Text shown —
⟨

Take the 2-minute tour ×
Mathematics Stack Exchange is a question and answer site for people studying math at any level and professionals in related fields. It's 100% free, no registration required.

I am trying to prove that

$$\int_0^1 \frac{\log x \log \left(1-x^4 \right)}{1+x^2}dx = \frac{\pi^3}{16}-3G\log 2 \tag{1}$$

where $G$ is Catalan's Constant.

I was able to express it in terms of Euler Sums but it does not seem to be of any use.

$$\int_0^1 \frac{\log x \log \left(1-x^4 \right)}{1+x^2}dx = \frac{1}{16}\sum_{n=1}^\infty \frac{\psi_1 \left(\frac{1}{4}+n \right)-\psi_1 \left(\frac{3}{4}+n \right)}{n} \tag{2}$$

Here $\psi_n(z)$ denotes the polygamma function.

Can you help me solve this problem?

⟩

Given exercise 1 — Reproduce the part of the integral post between "I am trying" and "of any use.", inclusive.

Data shown —
⟨

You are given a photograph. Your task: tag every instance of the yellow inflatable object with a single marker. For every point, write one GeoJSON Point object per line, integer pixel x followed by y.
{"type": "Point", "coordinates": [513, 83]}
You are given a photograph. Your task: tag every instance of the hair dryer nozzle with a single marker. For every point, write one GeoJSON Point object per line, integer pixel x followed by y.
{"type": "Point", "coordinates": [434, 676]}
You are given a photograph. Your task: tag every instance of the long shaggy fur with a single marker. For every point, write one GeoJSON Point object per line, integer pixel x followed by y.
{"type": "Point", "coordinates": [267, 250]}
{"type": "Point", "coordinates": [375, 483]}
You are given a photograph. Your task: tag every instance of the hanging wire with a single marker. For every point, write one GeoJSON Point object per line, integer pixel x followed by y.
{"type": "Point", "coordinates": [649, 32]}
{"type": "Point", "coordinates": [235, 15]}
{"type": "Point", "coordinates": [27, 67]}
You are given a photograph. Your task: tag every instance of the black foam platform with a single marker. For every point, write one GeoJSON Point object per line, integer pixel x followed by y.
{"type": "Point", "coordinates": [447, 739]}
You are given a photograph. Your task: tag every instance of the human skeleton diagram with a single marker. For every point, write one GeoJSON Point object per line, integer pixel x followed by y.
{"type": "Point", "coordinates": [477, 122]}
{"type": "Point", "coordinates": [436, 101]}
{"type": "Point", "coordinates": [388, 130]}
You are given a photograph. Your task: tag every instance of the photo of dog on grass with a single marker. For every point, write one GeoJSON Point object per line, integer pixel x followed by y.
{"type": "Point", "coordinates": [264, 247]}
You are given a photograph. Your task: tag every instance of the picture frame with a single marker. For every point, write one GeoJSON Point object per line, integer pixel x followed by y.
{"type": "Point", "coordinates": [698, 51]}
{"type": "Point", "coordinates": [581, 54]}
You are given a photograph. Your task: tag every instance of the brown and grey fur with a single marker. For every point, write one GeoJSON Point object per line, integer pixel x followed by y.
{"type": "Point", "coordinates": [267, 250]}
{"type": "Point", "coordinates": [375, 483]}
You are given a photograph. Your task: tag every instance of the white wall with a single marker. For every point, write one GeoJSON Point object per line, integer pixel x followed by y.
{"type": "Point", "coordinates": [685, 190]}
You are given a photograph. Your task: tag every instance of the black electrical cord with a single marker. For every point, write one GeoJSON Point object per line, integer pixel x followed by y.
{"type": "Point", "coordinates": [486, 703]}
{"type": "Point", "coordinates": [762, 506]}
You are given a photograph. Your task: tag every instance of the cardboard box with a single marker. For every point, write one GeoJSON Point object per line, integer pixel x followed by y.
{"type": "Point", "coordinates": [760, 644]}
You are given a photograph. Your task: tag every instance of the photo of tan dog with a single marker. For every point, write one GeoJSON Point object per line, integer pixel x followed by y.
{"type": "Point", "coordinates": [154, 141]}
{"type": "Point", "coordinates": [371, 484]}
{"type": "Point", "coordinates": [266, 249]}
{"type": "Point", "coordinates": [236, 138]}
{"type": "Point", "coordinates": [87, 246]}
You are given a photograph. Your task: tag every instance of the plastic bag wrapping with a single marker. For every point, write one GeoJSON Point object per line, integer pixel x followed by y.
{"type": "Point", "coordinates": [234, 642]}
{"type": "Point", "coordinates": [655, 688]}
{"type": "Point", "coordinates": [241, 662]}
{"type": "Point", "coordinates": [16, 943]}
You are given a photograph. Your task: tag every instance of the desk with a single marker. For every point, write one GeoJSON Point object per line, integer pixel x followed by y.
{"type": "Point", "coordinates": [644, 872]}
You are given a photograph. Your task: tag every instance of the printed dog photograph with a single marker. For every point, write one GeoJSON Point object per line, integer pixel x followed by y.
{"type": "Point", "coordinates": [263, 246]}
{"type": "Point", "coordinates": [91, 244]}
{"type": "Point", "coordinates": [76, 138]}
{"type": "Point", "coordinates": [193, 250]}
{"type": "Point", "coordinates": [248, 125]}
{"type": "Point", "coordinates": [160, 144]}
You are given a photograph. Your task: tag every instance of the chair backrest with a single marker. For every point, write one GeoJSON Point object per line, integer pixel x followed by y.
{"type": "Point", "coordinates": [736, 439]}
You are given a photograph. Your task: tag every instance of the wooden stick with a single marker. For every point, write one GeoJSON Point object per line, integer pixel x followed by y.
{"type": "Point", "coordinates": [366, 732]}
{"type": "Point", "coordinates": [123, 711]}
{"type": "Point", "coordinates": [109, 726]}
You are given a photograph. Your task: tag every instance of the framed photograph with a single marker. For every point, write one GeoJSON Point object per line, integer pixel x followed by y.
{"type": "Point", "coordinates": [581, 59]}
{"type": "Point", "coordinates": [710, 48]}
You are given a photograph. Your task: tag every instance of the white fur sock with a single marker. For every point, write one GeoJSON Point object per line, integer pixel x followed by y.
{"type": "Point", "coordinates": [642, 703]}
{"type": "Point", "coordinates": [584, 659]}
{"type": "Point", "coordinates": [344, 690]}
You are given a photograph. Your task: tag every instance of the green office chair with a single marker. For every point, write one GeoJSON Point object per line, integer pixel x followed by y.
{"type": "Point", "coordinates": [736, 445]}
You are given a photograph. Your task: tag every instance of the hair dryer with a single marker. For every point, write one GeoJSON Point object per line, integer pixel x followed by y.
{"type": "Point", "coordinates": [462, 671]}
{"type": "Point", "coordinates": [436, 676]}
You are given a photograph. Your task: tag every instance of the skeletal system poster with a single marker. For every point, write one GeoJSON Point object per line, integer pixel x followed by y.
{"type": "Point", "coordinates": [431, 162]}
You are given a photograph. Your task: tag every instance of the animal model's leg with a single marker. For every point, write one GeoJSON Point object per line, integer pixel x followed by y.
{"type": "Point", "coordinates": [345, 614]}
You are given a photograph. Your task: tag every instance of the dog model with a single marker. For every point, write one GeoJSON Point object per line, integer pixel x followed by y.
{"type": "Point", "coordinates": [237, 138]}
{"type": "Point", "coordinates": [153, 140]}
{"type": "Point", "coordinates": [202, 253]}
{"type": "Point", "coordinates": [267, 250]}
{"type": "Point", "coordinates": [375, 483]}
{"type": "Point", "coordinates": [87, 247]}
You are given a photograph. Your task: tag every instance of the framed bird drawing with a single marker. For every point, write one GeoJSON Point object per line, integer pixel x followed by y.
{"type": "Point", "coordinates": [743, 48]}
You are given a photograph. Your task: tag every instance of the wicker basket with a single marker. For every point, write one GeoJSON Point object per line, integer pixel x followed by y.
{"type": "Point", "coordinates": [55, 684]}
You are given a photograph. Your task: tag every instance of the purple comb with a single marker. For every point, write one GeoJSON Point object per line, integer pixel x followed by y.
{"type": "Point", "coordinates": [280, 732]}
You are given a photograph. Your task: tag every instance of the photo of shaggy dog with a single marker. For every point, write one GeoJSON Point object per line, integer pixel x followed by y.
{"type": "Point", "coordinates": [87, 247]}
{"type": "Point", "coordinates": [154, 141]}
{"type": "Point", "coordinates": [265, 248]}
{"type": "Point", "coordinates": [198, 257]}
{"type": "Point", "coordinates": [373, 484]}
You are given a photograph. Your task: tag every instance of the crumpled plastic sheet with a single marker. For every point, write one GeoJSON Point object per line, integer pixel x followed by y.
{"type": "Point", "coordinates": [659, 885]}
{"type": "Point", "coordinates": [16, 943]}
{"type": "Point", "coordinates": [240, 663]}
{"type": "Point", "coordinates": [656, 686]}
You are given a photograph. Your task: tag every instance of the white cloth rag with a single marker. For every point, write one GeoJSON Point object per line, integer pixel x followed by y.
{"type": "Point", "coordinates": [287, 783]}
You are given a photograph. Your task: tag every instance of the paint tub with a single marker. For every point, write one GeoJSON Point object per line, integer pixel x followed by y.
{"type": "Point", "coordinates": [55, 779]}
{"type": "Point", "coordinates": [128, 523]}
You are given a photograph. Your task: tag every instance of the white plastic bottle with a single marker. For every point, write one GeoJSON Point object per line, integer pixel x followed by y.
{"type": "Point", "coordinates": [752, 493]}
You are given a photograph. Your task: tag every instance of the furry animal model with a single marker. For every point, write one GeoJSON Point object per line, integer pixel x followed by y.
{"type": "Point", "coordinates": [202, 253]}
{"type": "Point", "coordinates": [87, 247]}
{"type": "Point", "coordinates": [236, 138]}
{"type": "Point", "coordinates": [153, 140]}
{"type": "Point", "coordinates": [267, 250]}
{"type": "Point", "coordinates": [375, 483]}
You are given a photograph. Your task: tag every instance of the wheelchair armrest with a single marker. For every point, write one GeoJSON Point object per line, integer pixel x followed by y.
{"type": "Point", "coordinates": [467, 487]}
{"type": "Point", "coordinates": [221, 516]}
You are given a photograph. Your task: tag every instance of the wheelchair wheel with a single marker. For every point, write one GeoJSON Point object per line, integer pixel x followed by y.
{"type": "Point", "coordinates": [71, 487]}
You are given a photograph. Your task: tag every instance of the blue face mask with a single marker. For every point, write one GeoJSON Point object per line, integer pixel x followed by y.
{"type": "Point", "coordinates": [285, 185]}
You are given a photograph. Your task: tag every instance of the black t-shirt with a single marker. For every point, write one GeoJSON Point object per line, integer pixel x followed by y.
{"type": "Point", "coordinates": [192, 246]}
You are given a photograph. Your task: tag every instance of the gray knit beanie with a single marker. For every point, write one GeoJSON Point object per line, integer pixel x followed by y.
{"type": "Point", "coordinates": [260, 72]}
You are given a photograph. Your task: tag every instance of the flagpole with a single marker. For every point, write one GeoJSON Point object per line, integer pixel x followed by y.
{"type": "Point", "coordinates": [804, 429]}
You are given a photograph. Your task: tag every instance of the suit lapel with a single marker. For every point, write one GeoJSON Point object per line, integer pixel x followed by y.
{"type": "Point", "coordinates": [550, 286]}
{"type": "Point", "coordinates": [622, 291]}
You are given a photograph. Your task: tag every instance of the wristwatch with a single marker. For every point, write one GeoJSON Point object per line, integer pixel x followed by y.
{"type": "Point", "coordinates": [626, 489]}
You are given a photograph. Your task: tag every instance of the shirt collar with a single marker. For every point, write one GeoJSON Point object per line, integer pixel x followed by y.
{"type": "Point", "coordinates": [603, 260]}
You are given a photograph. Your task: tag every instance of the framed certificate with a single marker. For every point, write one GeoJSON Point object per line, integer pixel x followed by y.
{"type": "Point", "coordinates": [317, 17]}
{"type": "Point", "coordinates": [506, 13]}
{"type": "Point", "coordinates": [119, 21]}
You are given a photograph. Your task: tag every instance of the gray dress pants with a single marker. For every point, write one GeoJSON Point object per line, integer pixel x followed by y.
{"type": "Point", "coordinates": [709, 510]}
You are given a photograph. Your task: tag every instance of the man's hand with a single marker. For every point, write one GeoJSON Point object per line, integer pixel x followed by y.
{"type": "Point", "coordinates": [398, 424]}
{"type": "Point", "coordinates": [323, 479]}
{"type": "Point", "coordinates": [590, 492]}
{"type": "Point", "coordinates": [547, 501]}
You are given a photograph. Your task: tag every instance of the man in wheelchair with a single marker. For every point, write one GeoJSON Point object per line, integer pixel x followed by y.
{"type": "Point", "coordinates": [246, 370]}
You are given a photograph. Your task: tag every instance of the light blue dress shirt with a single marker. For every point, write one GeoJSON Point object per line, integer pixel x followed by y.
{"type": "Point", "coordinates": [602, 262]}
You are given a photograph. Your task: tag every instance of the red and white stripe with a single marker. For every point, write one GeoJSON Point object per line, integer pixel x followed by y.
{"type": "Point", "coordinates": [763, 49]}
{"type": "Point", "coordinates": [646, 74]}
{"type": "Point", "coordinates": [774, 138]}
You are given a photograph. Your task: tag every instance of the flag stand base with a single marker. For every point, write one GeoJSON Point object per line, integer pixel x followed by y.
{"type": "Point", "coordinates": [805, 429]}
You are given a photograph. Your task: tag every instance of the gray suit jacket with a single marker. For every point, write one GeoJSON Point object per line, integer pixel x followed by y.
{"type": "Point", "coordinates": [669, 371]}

⟩

Given exercise 2 — Count the lines of the listing that contain the string "dryer" and reply with the number alone.

Full response 1 —
I am trying to prove that

$$\int_0^1 \frac{\log x \log \left(1-x^4 \right)}{1+x^2}dx = \frac{\pi^3}{16}-3G\log 2 \tag{1}$$

where $G$ is Catalan's Constant.

I was able to express it in terms of Euler Sums but it does not seem to be of any use.

Full response 2 — 2